## Exercise instructions:
In the article on charter schools below, what share of US students are charter businesses said to be educating now?

## Document segment:
Both are hostile to the democratic conception of free education for all. That long tradition of struggle—from Thomas Jefferson to Thaddeus Stevens to John Dewey to the civil rights movement—sought to expand access to knowledge and establish the education of the young as a fundamental responsibility of society, free from predatory profit interests.

It is true, as Green and Shapiro allege, that Democrats, including Barack Obama and his education secretary, Arne Duncan, promised that charters would aid minority children. This was a lie from the start. (Obama was an early member of the Democrats for Education Reform).

The truth is that the proliferation of charter businesses, now educating about 3 percent of US students, has meant the further slashing of school budgets and worsening of educational opportunities for all. Further, because charters have grown in number within inner cities, they have had a disproportionately negative effect on minorities’ neighborhood schools. To the extent that a few children have benefited from charters, it has been at the expense of the vast majority, whose education has been severely compromised.

As for Green and Shapiro’s claim that most impoverished minorities who attend these inner-city charters excel—that is a lie. With the exception of a few charters lavishly endowed by foundation money, most provide a substandard education.

An Education Week research report issued in January 2019 showed that at least one-quarter of US charter schools chronically graduate less than 50 percent of their students—a far inferior rate to traditional public schools. Chicago, in particular, has seen a collapse of new charter school applications over the past three years, while several existing schools cannot get off the academic “warning” list. The Chicago Virtual Charter School has “one of the lowest graduation rates in the district” and is currently under investigation.

Moreover, Green and Shapiro’s claim of “swelling wait lists” utilizes dubious five-year-old statistics gleaned directly from the big-business-funded charter lobbying group, the National Alliance for Charter Schools. In a recent article, Diane Ravitch, the noted education historian, dismissed this as a “marketing ploy” and cited examples of unfilled seats and charter closures around the country due to declining enrollment.

The reporters focused on one participant at the Atlanta protest whose plight could be used to promote their agenda. “As a single mom with two jobs and five hustles, I’m just feeling kind of desperate,” said Sonia Tyler, who will be enrolling her children in an Atlanta charter school. “It’s not fair,” she added. “Why shouldn’t I have a choice?”

## Recorded information:
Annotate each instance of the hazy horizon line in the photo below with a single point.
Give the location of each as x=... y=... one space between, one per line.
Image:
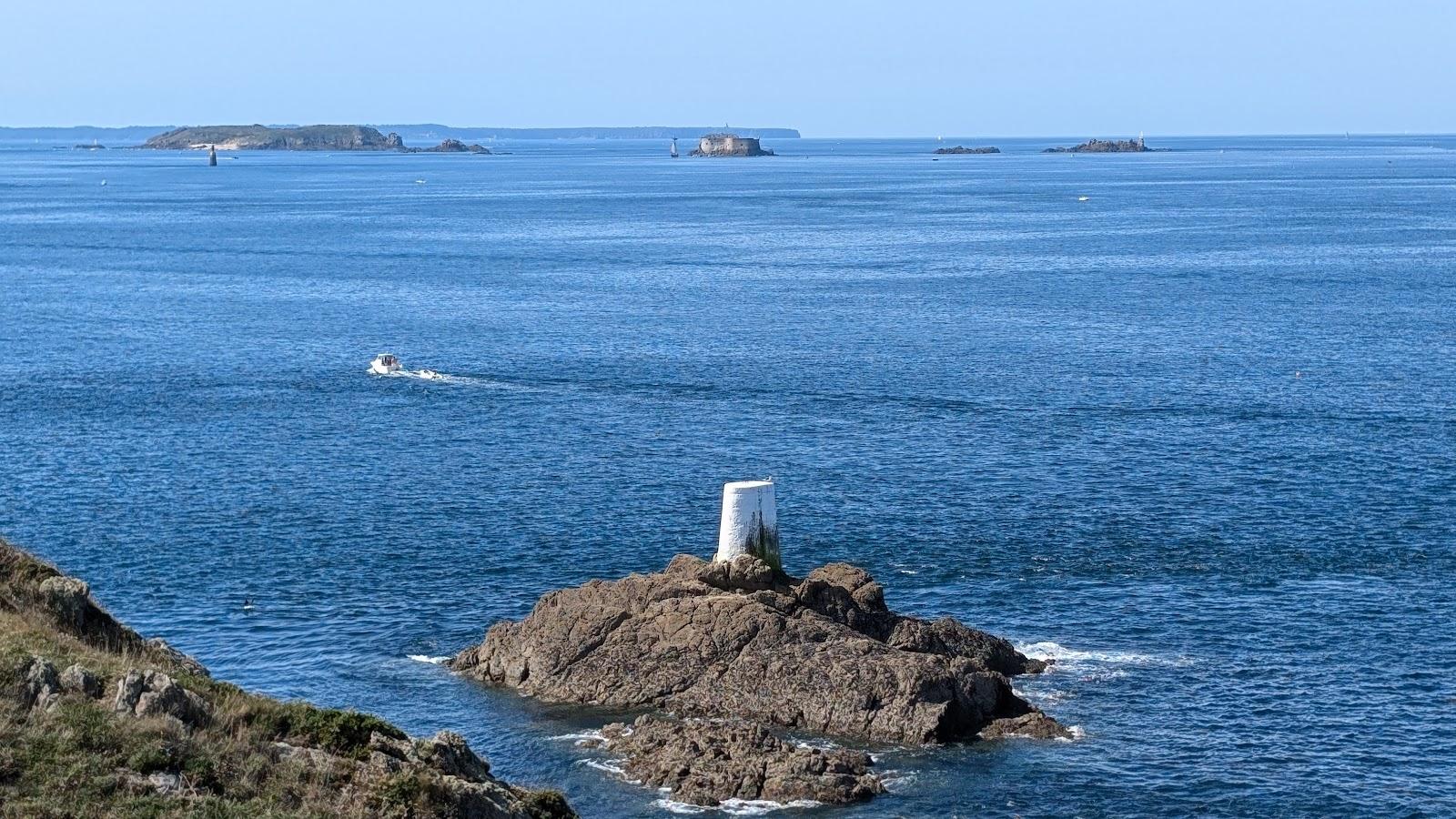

## Result of the task:
About 3 percent of US students.